Reading text.
-=-=-=-=-

Women taking OCs continuously are about twice as likely as women using the conventional regimen to have breakthrough bleeding between periods, which leads many to discontinue use. Breakthrough bleeding and spotting diminish after about eight or nine months of use, however (8, 162). Researchers have studied a few different OCs for continuous use with different results in controlling breakthrough bleeding and other side effects (50, 163, 211).
One formulation, Seasonale®, is packaged specifically for continuous-use and is US FDA approved. It contains 150 µg of the progestin levonorgestrel and 30 µg of the estrogen ethinyl estradiol. Seasonale users take a pill every day for 84 days (12 weeks) and then take hormone-free pills for 7 days. Only 10 months after Seasonale became available, more than 260,000 prescriptions for it had been written in the US (73). Its developer, Barr Laboratories plans to apply for approval in other countries (60).
Drospirenone Combined
Oral Contraceptive
Drospirenone is the new progestin in the combined OC Yasmin®, developed by Schering AG. Yasmin contains 3 mg of drospirenone and 30 µg of the estrogen ethinyl estradiol (EE). Yasmin received US FDA approval in 2001 and is now available in Australia, the US, and Europe.
Drospirenone/EE pills are about as effective as other combined OCs in the first year of use (108, 182). The unique progestin drospirenone provides several benefits for some women in addition to preventing pregnancy (211, 243). For women who already experience acne and excess hair growth, clinical trials suggest that drospirenone/EE could reduce these conditions. Some clinical trials have found that drospirenone/EE causes less water retention and thus less fluid-related weight gain than other combined OCs (108, 177). Other trials have found that some users have an improved sense of well-being (13, 149, 201).
Side effects of drospirenone/EE are similar to those of other combined OCs and include headache, breast pain, nausea, and abdominal pain (108). Reports of several cases of venous thromboembolism (VTE) in the UK raised concerns about drospirenone increasing the risk of VTE (208). There is no epidemiological evidence, however, to suggest that users of combined OCs containing drospirenone have any greater risk of VTE than users of other combined OCs (103).

-=-=-=-=-

Items from a data source.
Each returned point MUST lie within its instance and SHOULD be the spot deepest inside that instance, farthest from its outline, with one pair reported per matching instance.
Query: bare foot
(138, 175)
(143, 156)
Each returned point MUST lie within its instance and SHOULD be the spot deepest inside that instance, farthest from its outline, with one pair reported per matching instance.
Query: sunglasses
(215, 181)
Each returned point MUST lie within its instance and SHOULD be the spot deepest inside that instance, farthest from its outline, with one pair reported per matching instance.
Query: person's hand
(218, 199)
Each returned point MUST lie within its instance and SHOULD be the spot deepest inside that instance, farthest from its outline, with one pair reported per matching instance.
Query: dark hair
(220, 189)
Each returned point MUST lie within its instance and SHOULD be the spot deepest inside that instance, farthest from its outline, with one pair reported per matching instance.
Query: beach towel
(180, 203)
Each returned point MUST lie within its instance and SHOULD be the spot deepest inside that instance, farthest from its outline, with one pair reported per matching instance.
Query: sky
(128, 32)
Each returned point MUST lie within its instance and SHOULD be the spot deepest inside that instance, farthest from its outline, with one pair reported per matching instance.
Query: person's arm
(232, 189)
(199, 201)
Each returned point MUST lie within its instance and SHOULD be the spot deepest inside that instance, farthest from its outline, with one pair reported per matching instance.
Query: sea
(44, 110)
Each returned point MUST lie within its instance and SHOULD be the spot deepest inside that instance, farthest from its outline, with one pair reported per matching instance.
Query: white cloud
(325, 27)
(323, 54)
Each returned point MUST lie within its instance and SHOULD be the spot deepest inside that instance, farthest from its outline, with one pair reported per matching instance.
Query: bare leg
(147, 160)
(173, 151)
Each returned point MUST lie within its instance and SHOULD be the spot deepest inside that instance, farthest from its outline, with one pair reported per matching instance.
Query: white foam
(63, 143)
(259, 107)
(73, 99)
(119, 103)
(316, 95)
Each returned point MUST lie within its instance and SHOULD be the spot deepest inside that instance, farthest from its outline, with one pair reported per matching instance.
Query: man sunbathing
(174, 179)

-=-=-=-=-

Activities.
1 > In the passage on oral contraceptives, copy the text from "One formulation, Seasonale®, is" up to and including "US, and Europe.".
2 > According to the passage on oral contraceptives, how many milligrams of drospirenone does Yasmin contain?
3 > Write a continuation of the passage on oral contraceptives, starting after its final sentence.

Results in order.
1 >
One formulation, Seasonale®, is packaged specifically for continuous-use and is US FDA approved. It contains 150 µg of the progestin levonorgestrel and 30 µg of the estrogen ethinyl estradiol. Seasonale users take a pill every day for 84 days (12 weeks) and then take hormone-free pills for 7 days. Only 10 months after Seasonale became available, more than 260,000 prescriptions for it had been written in the US (73). Its developer, Barr Laboratories plans to apply for approval in other countries (60).
Drospirenone Combined
Oral Contraceptive
Drospirenone is the new progestin in the combined OC Yasmin®, developed by Schering AG. Yasmin contains 3 mg of drospirenone and 30 µg of the estrogen ethinyl estradiol (EE). Yasmin received US FDA approval in 2001 and is now available in Australia, the US, and Europe.

2 > 3 mg

3 >
Desogestrel Progestin-Only
Oral Contraceptive
Desogestrel is the progestin in the new pill Cerazette®, developed by Organon. It is available primarily in Brazil, Ecuador, Hong Kong, Mexico, and some countries of Western Europe (114). Organon has not decided whether to apply for US FDA approval for Cerazette (138).
Users take a daily pill containing 75 µg of desogestrel. Unlike other progestin-only pills that work mainly by making cervical mucus thicker so that sperm cannot reach the egg, desogestrel works primarily by preventing ovulation (78, 132). Also, desogestrel is unique among progestin-only pills in that a woman can take a pill as much as 12 hours late without reducing effectiveness (132). In contrast, the effectiveness of other progestin-only pills may be compromised if pills are taken as few as three hours late (based on hormone levels) (33).
In clinical trials there were about 0.2 pregnancies per 100 women (2 pregnancies per 1,000 women) using desogestrel correctly in the first year of use, a rate similar to that of combined OCs (51). Some researchers, however, question whether there is enough evidence to say that desogestrel is as effective as combined OCs, because sufficient clinical trials directly comparing desogestrel and combined OC have not been completed (72).